Please count the lines in the rows below that contain the string "wood". Reply with the number alone.

## begin

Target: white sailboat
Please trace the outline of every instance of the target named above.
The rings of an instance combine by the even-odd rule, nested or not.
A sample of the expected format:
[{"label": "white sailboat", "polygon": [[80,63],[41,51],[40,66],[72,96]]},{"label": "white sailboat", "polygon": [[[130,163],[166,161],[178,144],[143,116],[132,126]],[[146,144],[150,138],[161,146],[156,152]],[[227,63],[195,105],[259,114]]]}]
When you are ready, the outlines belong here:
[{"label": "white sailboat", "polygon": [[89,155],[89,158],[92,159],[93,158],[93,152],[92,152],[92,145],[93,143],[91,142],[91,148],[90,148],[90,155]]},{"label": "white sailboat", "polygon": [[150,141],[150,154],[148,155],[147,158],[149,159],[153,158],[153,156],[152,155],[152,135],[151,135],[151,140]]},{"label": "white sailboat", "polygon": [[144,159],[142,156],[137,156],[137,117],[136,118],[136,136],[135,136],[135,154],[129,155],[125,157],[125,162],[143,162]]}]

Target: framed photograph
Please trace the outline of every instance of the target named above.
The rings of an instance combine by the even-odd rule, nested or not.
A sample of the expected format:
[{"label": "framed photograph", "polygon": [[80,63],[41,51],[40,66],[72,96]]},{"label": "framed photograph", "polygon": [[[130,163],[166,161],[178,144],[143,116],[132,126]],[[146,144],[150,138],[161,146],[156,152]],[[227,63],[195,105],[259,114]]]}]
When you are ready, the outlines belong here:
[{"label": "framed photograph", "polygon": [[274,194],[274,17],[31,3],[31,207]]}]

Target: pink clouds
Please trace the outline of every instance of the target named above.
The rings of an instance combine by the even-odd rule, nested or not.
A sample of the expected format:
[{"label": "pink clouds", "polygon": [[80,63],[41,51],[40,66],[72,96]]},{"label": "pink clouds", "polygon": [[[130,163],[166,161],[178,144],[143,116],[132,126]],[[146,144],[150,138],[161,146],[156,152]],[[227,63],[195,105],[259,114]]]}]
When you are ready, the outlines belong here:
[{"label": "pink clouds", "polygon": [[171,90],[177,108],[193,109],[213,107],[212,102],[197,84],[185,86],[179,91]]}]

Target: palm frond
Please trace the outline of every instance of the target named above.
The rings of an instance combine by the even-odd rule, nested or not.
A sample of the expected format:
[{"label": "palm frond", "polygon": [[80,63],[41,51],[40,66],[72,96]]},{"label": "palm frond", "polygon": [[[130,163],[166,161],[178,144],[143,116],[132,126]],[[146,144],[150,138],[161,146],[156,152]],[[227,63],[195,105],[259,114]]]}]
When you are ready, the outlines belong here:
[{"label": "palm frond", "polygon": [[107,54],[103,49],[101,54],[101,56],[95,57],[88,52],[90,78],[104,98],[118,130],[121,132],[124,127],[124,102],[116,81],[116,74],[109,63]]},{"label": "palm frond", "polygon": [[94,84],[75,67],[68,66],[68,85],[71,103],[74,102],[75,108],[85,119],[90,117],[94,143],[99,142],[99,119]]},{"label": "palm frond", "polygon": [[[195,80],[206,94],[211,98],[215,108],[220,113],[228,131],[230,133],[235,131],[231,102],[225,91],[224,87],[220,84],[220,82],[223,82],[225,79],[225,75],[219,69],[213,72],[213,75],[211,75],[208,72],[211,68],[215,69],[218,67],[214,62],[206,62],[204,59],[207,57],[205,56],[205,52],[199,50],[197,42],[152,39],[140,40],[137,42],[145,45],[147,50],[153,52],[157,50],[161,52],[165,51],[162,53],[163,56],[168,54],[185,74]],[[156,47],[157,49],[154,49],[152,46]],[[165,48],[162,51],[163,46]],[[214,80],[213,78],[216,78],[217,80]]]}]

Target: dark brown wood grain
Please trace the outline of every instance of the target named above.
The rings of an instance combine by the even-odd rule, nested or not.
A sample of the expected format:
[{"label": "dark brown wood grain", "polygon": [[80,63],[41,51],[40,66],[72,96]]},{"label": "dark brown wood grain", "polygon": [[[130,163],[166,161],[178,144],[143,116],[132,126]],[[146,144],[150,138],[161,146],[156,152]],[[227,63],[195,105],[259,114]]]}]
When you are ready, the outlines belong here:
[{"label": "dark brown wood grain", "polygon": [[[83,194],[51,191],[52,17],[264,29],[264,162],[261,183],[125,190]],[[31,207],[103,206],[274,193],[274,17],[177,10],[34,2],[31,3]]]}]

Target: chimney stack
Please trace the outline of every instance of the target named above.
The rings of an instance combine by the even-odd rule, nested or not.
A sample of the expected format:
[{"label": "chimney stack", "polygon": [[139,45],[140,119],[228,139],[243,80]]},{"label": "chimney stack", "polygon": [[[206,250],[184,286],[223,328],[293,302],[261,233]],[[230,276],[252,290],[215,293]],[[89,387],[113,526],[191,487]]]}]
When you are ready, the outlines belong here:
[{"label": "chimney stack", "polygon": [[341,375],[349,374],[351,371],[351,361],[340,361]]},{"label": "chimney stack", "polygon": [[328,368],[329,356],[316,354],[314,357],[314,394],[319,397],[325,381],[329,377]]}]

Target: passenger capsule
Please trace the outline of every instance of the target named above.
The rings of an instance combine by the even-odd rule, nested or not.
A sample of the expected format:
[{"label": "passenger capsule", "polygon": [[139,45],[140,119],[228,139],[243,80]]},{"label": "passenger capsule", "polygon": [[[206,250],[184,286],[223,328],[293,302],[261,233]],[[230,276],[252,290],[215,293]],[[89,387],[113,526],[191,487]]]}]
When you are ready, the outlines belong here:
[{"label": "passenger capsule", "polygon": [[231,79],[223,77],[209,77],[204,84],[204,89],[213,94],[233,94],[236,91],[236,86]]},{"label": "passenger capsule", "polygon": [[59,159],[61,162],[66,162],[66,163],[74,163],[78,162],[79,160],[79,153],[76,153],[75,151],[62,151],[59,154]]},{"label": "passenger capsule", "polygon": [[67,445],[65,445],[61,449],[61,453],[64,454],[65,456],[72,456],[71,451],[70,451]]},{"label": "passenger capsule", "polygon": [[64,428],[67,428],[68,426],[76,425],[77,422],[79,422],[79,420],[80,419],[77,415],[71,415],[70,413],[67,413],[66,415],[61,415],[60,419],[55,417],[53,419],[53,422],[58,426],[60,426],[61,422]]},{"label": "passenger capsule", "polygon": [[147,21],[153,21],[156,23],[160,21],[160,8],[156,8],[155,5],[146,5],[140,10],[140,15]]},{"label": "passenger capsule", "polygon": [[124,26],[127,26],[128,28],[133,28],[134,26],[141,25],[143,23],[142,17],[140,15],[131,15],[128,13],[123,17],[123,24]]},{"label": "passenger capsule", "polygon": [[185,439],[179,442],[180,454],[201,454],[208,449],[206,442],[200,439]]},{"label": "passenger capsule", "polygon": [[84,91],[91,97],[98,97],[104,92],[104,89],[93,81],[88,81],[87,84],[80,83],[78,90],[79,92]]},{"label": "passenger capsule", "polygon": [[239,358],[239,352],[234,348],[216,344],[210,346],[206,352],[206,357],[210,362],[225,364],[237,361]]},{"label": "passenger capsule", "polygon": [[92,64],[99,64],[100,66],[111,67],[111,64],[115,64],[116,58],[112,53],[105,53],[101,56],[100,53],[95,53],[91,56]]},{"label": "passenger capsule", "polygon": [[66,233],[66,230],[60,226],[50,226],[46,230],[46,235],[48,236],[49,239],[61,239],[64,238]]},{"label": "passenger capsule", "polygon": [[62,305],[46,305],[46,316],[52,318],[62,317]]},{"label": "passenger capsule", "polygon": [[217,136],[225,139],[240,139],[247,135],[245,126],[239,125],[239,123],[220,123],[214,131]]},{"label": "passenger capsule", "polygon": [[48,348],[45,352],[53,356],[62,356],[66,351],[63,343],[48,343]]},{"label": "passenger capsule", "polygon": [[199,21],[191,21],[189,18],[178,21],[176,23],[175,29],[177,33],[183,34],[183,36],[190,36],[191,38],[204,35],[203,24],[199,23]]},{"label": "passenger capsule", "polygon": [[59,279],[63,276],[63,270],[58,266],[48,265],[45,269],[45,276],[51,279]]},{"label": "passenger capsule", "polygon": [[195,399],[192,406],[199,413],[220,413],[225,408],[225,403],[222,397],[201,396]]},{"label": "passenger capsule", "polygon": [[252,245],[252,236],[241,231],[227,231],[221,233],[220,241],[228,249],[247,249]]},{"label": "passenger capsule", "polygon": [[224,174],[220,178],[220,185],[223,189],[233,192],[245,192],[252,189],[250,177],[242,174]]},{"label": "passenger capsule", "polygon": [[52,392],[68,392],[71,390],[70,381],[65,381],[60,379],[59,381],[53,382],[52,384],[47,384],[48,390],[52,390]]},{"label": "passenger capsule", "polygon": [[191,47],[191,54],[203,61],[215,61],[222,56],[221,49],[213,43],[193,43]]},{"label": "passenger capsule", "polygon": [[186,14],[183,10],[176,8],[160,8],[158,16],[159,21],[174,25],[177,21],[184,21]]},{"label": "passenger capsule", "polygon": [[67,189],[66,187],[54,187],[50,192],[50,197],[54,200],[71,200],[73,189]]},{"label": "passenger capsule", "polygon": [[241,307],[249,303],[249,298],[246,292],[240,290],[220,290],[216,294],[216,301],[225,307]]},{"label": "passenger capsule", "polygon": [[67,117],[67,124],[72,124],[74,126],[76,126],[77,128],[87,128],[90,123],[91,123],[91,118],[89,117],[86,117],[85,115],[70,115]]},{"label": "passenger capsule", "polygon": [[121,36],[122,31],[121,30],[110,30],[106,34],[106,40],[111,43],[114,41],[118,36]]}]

## end

[Written response]: 3